Task objective: Count the lines below that contain the string "white", treating uppercase and lowercase as different, and reply with the number only.

___ Input data ___

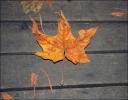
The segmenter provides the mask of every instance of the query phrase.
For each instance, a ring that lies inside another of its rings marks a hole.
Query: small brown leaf
[[[33,87],[33,92],[34,92],[34,97],[35,97],[35,88],[37,86],[37,75],[34,72],[31,73],[31,85]]]

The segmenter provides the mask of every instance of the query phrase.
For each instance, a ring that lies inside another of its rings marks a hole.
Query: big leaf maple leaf
[[[43,4],[47,1],[49,8],[52,6],[52,0],[23,0],[21,4],[23,6],[24,12],[39,12]]]
[[[98,27],[81,29],[78,36],[74,37],[63,12],[59,11],[57,15],[59,17],[58,31],[54,36],[41,33],[36,21],[31,18],[33,23],[32,33],[36,36],[36,40],[42,48],[42,51],[35,54],[53,62],[63,60],[66,57],[74,64],[88,63],[89,58],[84,49],[90,43]]]

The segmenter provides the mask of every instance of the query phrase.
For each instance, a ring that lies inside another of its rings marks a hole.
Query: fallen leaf
[[[2,96],[3,100],[13,100],[13,97],[6,92],[1,93],[1,96]]]
[[[32,72],[31,73],[31,85],[33,87],[33,92],[34,92],[34,97],[35,97],[35,88],[37,86],[37,75],[36,73]]]
[[[29,12],[37,13],[40,11],[45,1],[47,1],[49,8],[51,8],[52,0],[25,0],[21,1],[21,4],[26,14]]]
[[[114,9],[111,15],[115,17],[122,17],[126,15],[126,12],[123,9]]]
[[[53,62],[63,60],[66,57],[74,64],[88,63],[89,58],[84,49],[89,45],[98,27],[81,29],[78,32],[78,36],[74,37],[63,12],[59,11],[57,15],[59,17],[58,31],[54,36],[42,34],[38,30],[36,21],[31,18],[33,23],[32,33],[36,36],[36,40],[42,48],[42,51],[36,52],[35,54]]]

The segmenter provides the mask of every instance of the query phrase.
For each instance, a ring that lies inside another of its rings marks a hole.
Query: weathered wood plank
[[[14,99],[33,99],[33,91],[9,92]],[[126,100],[127,87],[99,87],[87,89],[64,89],[36,91],[36,99],[107,99]]]
[[[69,20],[75,21],[126,21],[127,16],[113,17],[111,13],[114,9],[122,9],[127,12],[127,1],[112,0],[112,1],[53,1],[52,9],[48,9],[44,5],[40,11],[43,15],[43,20],[55,21],[57,17],[54,12],[63,10],[65,16]],[[38,18],[39,14],[30,15]],[[1,1],[1,20],[30,20],[28,15],[24,14],[20,1]]]
[[[74,65],[65,61],[65,85],[127,82],[126,54],[90,54],[91,62]],[[38,86],[47,86],[41,68],[47,69],[53,85],[60,84],[62,62],[56,64],[35,55],[1,56],[1,87],[30,87],[31,72],[38,75]]]
[[[98,23],[71,23],[72,31],[77,36],[82,28],[96,26]],[[1,23],[1,52],[34,52],[41,50],[28,22]],[[101,23],[87,51],[127,50],[127,23]],[[56,23],[44,23],[46,33],[55,34]]]

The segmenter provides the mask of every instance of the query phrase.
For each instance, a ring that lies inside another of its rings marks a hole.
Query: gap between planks
[[[78,84],[78,85],[64,85],[64,86],[53,86],[53,89],[75,89],[75,88],[96,88],[96,87],[112,87],[112,86],[128,86],[127,82],[124,83],[97,83],[97,84]],[[36,87],[36,90],[48,90],[49,86]],[[30,91],[33,87],[20,87],[20,88],[4,88],[0,89],[0,92],[9,91]]]
[[[110,54],[110,53],[128,53],[128,50],[103,50],[103,51],[86,51],[88,54]],[[35,55],[35,52],[7,52],[0,53],[0,56],[6,55]]]

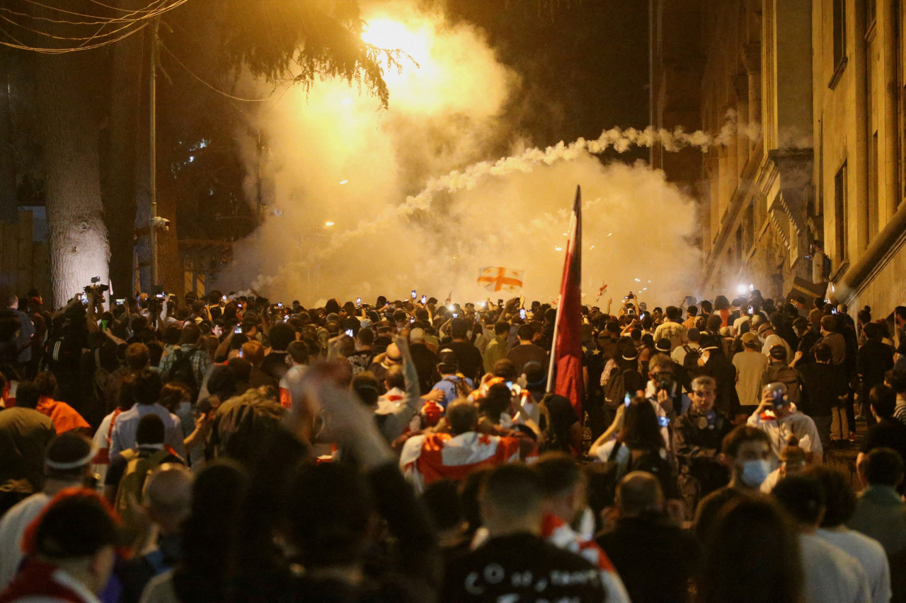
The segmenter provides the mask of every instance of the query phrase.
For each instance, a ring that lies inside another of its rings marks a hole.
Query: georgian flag
[[[525,278],[525,270],[485,266],[478,272],[478,285],[491,292],[508,291],[515,293],[522,289]]]

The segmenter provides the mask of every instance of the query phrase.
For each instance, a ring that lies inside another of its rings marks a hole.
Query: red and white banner
[[[515,293],[522,289],[525,279],[525,270],[485,266],[478,271],[478,285],[491,292],[508,291]]]
[[[582,379],[582,190],[579,187],[575,188],[566,260],[560,282],[560,304],[551,359],[547,391],[569,399],[581,417],[584,386]]]
[[[519,439],[468,431],[453,436],[413,436],[403,445],[400,468],[416,492],[439,479],[462,480],[479,467],[519,460]]]

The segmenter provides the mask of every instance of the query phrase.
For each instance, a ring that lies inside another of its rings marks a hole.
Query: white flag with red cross
[[[478,271],[478,285],[487,291],[516,292],[522,289],[525,270],[513,270],[502,266],[486,266]]]

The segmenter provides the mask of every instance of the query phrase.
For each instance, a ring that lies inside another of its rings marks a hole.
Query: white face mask
[[[746,461],[742,464],[742,475],[739,479],[750,488],[757,488],[762,482],[767,479],[767,474],[771,473],[770,464],[760,459],[757,461]]]

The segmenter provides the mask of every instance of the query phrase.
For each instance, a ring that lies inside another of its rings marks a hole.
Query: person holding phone
[[[806,460],[810,463],[821,463],[824,446],[818,428],[811,416],[803,414],[795,405],[790,403],[786,384],[776,382],[765,386],[761,404],[747,423],[767,434],[771,441],[769,460],[772,471],[777,468],[780,455],[791,435],[799,440],[799,447],[807,455]]]

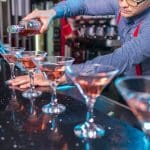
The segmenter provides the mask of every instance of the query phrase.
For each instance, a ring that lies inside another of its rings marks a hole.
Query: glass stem
[[[35,105],[34,105],[35,99],[30,100],[30,115],[34,116],[36,114]]]
[[[17,97],[16,97],[16,92],[15,92],[15,89],[14,89],[14,87],[12,87],[11,100],[13,100],[13,101],[16,101],[16,100],[17,100]]]
[[[15,64],[10,63],[10,72],[11,72],[11,79],[15,79]]]
[[[93,119],[93,107],[94,107],[94,103],[95,100],[87,100],[87,114],[86,114],[86,121],[87,122],[94,122]]]
[[[29,71],[29,78],[30,78],[30,89],[31,91],[33,91],[35,87],[34,87],[34,73],[32,71]]]
[[[50,103],[52,105],[56,105],[57,104],[57,96],[56,96],[56,88],[57,88],[57,86],[56,86],[56,83],[55,82],[51,82],[50,86],[51,86],[51,88],[53,90]]]

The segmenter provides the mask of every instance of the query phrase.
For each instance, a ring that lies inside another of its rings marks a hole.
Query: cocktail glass
[[[150,77],[122,77],[115,81],[143,131],[150,136]]]
[[[52,88],[51,102],[42,107],[42,111],[48,114],[60,114],[65,111],[66,107],[57,103],[56,89],[61,77],[65,74],[65,69],[70,66],[74,58],[64,56],[47,56],[44,60],[33,59],[38,68],[43,72],[47,80],[49,80]]]
[[[18,58],[20,57],[21,53],[25,50],[24,47],[8,47],[6,49],[6,53],[2,54],[4,59],[8,62],[10,66],[10,72],[11,72],[11,79],[15,79],[15,65],[18,61]],[[17,96],[14,87],[12,87],[11,91],[11,99],[9,103],[19,106],[17,102]]]
[[[23,92],[23,97],[27,99],[37,98],[42,92],[35,89],[34,85],[34,72],[36,71],[36,65],[32,61],[32,58],[42,60],[46,57],[47,53],[44,51],[23,51],[19,58],[19,62],[22,63],[24,68],[28,71],[30,77],[30,88]]]
[[[11,79],[15,78],[15,65],[20,57],[21,53],[25,50],[24,47],[11,47],[6,50],[6,53],[2,54],[4,59],[8,62],[11,71]]]
[[[93,106],[96,98],[101,94],[118,70],[112,66],[101,64],[86,65],[76,70],[74,66],[67,67],[67,76],[75,83],[87,105],[86,121],[75,126],[74,133],[83,139],[100,138],[105,134],[105,129],[94,123]]]

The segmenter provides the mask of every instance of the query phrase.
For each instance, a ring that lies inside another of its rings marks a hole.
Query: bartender
[[[43,33],[53,19],[77,15],[115,15],[122,46],[111,54],[73,65],[76,70],[99,63],[114,66],[124,75],[150,75],[150,0],[66,0],[50,10],[34,10],[24,20],[40,20]],[[9,83],[26,88],[29,86],[27,78],[21,76]],[[37,76],[35,84],[49,83]]]

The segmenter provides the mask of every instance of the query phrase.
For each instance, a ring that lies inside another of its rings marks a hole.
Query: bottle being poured
[[[40,34],[41,22],[37,19],[20,21],[18,25],[10,25],[7,27],[7,32],[18,33],[21,36],[33,36]]]

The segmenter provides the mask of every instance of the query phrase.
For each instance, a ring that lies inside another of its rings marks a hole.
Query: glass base
[[[27,99],[32,99],[32,98],[37,98],[41,96],[42,92],[41,91],[36,91],[36,90],[27,90],[22,93],[22,96],[27,98]]]
[[[42,111],[46,114],[60,114],[66,110],[66,107],[62,104],[47,104],[42,107]]]
[[[104,136],[105,130],[101,125],[85,122],[75,126],[74,133],[79,138],[96,139]]]

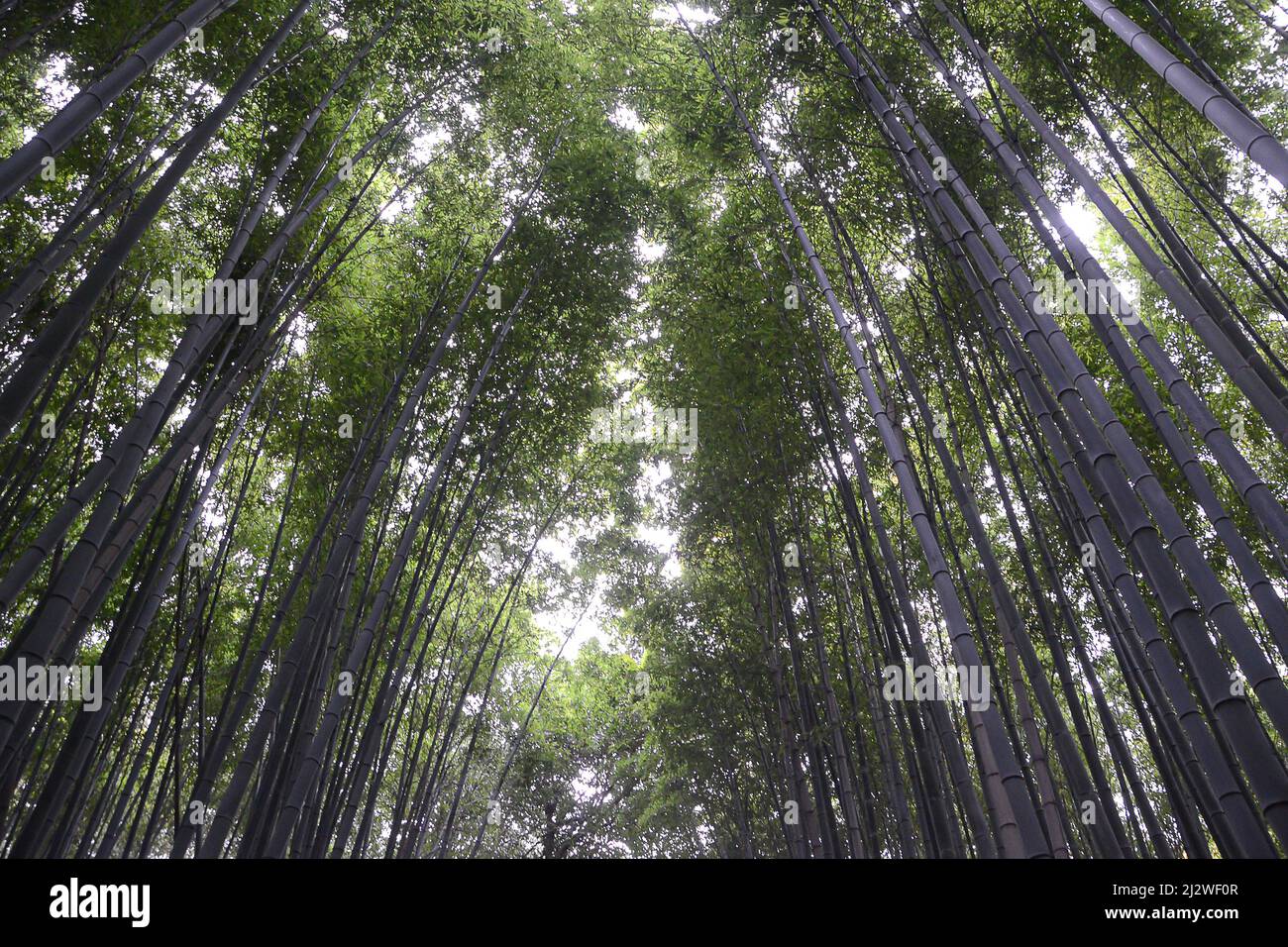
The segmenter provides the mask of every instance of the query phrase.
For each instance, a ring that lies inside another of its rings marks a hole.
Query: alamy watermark
[[[1122,283],[1122,289],[1119,289]],[[1033,305],[1039,313],[1064,316],[1084,312],[1088,316],[1112,316],[1124,326],[1140,322],[1136,304],[1128,296],[1140,299],[1140,283],[1135,280],[1078,280],[1066,282],[1042,277],[1033,283],[1037,299]]]
[[[19,657],[0,665],[0,701],[81,701],[85,710],[103,706],[102,665],[28,665]]]
[[[237,322],[252,326],[259,318],[259,280],[197,280],[175,269],[169,278],[152,281],[152,312],[196,312],[207,316],[237,314]]]
[[[698,410],[596,407],[590,412],[590,439],[601,443],[671,445],[689,455],[698,446]]]
[[[985,665],[887,665],[881,670],[887,701],[965,701],[975,711],[992,703],[989,670]]]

___

Output of the task: 3